Segment Start: DATA TO EXAMINE

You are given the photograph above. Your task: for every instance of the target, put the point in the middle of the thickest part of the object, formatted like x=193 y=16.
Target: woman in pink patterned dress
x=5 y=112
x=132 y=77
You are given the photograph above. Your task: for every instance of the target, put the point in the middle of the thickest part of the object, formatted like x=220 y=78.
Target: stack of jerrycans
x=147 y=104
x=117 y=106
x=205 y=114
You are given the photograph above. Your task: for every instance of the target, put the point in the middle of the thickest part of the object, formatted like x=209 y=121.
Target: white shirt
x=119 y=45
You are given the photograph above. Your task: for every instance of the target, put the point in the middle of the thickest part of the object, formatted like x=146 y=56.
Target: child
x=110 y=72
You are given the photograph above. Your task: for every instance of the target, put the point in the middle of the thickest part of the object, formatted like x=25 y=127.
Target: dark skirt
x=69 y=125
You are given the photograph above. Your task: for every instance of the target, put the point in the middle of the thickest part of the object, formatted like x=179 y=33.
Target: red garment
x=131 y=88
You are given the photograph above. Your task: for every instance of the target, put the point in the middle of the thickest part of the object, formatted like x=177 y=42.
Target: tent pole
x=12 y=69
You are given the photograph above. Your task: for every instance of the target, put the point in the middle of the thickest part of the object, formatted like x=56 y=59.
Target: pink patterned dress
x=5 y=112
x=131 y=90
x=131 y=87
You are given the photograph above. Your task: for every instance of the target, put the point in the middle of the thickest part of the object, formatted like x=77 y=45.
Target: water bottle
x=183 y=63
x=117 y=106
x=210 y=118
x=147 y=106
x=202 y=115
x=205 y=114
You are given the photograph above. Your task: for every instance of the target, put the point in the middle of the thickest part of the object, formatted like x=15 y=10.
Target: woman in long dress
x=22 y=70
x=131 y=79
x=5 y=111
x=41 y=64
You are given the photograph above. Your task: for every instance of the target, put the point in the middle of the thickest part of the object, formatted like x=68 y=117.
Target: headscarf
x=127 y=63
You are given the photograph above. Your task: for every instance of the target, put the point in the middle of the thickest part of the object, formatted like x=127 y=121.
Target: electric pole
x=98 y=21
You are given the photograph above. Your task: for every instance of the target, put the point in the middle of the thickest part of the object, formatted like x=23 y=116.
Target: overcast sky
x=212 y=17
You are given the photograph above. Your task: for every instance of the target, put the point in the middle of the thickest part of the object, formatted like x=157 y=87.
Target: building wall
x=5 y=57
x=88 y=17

Segment End: DATA TO EXAMINE

- _PROBLEM_: Exactly as written, repeat each line from the beginning of the data above to the line containing "like x=220 y=78.", inclusive.

- _TASK SOLUTION_:
You are given the photograph above. Your task: for every instance of the target, put the point in the middle of the thickest part of the object, formatted like x=193 y=16.
Target: woman in pink patterned dress
x=5 y=112
x=132 y=77
You are given the photograph above. Your task: for every instance of the target, put the point in the middle of the thickest part of the object, formatted like x=220 y=78.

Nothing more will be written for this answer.